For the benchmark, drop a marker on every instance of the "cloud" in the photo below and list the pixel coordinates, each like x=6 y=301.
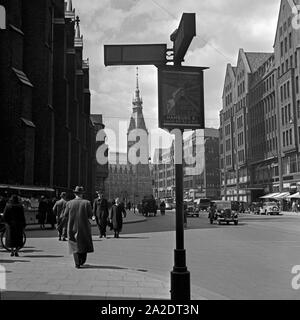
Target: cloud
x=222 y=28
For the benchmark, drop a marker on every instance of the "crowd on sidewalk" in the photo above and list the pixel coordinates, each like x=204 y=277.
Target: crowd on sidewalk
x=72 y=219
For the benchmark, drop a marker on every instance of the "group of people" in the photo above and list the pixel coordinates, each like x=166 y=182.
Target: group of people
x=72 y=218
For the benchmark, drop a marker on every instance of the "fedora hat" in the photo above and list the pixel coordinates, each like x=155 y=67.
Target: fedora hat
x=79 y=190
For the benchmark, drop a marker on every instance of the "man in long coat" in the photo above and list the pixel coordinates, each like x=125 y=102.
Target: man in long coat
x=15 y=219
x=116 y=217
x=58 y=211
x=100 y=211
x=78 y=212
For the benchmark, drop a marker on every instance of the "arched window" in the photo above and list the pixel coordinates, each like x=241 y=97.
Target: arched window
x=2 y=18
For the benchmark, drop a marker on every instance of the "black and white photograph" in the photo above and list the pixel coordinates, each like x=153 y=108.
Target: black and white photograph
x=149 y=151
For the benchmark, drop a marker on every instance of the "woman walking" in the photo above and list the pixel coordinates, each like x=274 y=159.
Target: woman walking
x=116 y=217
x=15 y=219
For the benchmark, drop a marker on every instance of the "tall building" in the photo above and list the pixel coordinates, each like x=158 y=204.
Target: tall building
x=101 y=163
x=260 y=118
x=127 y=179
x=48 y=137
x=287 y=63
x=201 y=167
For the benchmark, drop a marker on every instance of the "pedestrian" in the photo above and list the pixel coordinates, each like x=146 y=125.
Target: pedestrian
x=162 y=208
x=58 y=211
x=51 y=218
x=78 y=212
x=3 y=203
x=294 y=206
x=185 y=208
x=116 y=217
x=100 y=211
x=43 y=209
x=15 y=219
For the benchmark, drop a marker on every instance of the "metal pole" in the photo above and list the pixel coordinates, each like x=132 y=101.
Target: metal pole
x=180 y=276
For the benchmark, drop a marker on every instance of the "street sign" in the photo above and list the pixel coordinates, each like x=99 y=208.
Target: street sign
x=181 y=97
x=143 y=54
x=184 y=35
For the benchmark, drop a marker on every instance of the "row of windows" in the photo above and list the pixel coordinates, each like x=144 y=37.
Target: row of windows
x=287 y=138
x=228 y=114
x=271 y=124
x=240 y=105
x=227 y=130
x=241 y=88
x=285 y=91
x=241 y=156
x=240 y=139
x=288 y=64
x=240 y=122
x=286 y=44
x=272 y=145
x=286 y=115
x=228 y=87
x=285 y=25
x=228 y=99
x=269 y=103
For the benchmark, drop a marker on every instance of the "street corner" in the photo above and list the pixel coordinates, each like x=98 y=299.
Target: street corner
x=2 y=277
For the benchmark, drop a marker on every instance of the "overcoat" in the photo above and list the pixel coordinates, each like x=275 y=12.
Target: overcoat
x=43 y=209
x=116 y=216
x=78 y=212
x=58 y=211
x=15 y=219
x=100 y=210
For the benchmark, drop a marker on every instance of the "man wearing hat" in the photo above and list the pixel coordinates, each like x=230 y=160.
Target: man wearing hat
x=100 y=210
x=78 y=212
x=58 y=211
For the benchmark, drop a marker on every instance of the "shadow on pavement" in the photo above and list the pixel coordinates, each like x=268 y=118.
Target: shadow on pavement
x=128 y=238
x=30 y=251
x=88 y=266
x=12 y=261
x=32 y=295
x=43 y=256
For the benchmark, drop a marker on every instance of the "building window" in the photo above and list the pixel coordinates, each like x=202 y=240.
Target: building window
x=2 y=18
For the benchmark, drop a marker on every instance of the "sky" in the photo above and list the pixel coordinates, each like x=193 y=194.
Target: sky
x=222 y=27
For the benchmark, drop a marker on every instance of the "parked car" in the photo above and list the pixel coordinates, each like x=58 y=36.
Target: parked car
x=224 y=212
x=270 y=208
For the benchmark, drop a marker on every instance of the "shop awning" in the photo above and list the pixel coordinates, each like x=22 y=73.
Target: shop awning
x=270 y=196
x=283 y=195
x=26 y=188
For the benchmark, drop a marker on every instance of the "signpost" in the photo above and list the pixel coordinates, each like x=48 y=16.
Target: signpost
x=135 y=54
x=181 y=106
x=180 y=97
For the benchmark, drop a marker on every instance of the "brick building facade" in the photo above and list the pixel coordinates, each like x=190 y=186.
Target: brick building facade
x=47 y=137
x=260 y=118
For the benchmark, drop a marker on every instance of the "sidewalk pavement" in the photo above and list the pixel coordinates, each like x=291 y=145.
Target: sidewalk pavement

········

- **Problem description**: Reproduce the material word for word, starting at the line that contains "like x=274 y=159." and ending at the line that contains "x=269 y=103", with both of those lines included.

- **Output for this task**:
For the benchmark, drop a marker on every instance of the "woman walking" in the photo above and list the pixel coordinates, each like x=274 y=159.
Target: woman walking
x=116 y=217
x=15 y=219
For the benchmark, drop a marker on every instance of the "tall building" in the photo above and list the pixel coordinates, each like x=158 y=204.
Target: tall building
x=101 y=163
x=260 y=118
x=127 y=179
x=48 y=137
x=287 y=63
x=201 y=167
For the benchmark, drop a marker on every instance of the "pedestrian" in the photo above and list the pixel coordinates, each like x=146 y=125.
Target: pedestrian
x=162 y=208
x=58 y=211
x=51 y=218
x=78 y=212
x=3 y=203
x=294 y=206
x=185 y=208
x=116 y=217
x=100 y=211
x=43 y=209
x=15 y=219
For the benchmark, drop a marker on every instance of the "metal pole" in the photo above and list the pixel coordinates, each like x=132 y=101.
Target: metal pole
x=180 y=276
For the benchmark, drop a marker on every instance of the "street sign" in the photo above and list the pixel coordinates, each like x=99 y=208.
Target: street sign
x=181 y=97
x=143 y=54
x=184 y=35
For the benchmark, drop a marker on every instance of the "row of windows" in the photo above and list the pixel coordinates, each like x=144 y=37.
Target: row of windows
x=287 y=138
x=228 y=114
x=271 y=124
x=240 y=105
x=227 y=130
x=241 y=88
x=285 y=91
x=241 y=156
x=240 y=139
x=288 y=64
x=240 y=122
x=286 y=44
x=272 y=145
x=286 y=115
x=228 y=87
x=285 y=25
x=228 y=99
x=269 y=103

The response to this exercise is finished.